▸ **EXERCISE PROMPT**
Pull out each line of the data below that contains the string "concrete", treating uppercase and lowercase letters as different.

▸ **DATASET**

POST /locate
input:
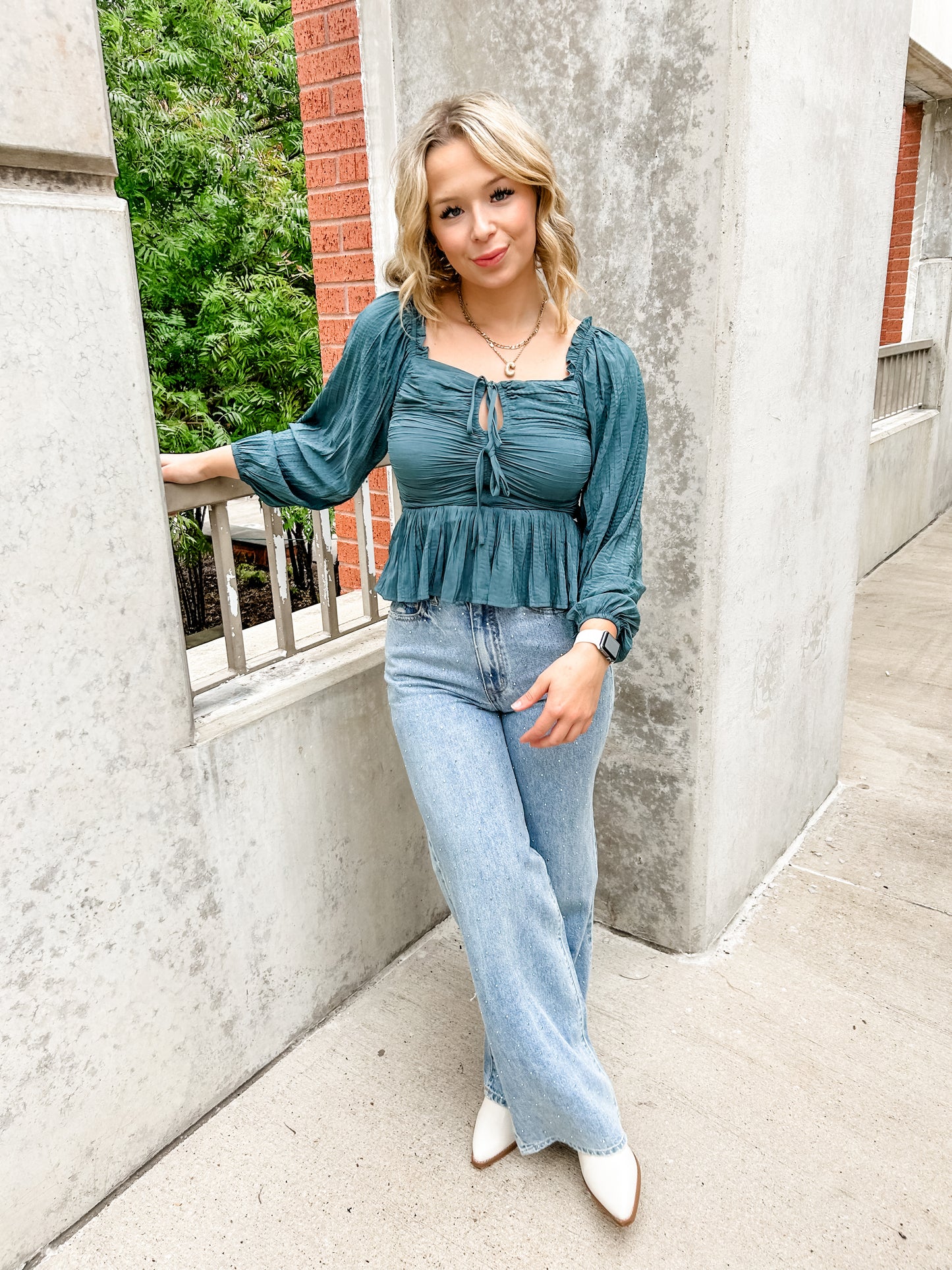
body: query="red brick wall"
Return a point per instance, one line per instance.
(901, 235)
(339, 206)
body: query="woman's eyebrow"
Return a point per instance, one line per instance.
(455, 198)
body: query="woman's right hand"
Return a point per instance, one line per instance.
(190, 469)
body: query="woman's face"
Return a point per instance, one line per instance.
(485, 224)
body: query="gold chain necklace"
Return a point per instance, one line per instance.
(509, 364)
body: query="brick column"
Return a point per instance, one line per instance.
(339, 208)
(901, 234)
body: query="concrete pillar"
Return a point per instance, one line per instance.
(731, 171)
(177, 906)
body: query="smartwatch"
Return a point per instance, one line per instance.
(603, 641)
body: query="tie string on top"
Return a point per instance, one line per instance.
(498, 484)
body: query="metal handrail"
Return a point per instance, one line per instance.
(901, 375)
(216, 494)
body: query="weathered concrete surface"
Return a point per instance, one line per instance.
(53, 107)
(787, 1093)
(175, 908)
(737, 237)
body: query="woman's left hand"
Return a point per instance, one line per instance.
(573, 685)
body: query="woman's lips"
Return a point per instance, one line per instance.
(491, 257)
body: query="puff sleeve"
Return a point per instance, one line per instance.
(609, 568)
(323, 457)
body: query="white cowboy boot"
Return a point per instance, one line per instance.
(615, 1183)
(493, 1136)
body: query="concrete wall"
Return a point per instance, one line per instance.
(178, 904)
(735, 234)
(931, 27)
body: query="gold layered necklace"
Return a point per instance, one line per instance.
(508, 362)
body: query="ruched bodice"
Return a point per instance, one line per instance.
(541, 455)
(541, 507)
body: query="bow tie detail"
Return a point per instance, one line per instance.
(489, 450)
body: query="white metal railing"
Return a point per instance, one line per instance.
(900, 378)
(216, 494)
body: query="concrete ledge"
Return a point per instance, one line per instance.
(898, 422)
(245, 700)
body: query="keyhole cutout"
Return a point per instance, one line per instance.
(484, 415)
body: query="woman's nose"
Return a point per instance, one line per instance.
(483, 224)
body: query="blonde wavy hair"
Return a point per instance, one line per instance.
(503, 140)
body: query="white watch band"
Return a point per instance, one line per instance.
(590, 637)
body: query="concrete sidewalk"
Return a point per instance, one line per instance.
(787, 1093)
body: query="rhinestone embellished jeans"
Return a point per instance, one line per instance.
(512, 840)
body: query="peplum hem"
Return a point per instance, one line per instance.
(527, 556)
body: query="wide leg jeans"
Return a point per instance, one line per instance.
(512, 840)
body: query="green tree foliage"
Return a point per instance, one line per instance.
(205, 109)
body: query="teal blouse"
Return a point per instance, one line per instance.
(541, 508)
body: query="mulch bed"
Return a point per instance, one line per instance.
(256, 604)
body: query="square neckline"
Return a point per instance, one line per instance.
(423, 349)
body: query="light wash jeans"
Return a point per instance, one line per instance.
(512, 838)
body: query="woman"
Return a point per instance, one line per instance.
(518, 438)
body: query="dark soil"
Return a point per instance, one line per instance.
(254, 601)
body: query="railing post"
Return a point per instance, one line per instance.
(325, 567)
(364, 553)
(278, 571)
(227, 587)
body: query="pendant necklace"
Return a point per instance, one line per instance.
(508, 362)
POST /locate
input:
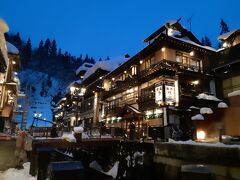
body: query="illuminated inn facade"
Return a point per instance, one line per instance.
(152, 89)
(156, 86)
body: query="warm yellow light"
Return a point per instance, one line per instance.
(72, 88)
(225, 44)
(148, 113)
(201, 135)
(191, 53)
(195, 82)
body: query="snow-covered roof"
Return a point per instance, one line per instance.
(225, 36)
(206, 110)
(197, 117)
(11, 48)
(78, 82)
(194, 107)
(222, 105)
(184, 39)
(234, 93)
(207, 97)
(84, 67)
(108, 65)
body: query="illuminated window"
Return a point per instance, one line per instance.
(134, 70)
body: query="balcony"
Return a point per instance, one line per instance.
(120, 86)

▸ **FINISHED EXERCISE**
body: query="concrete pillar"
body: query="weathered concrete surface"
body: query="concrete wall"
body: query="concrete ledge"
body: query="concrete sidewalk"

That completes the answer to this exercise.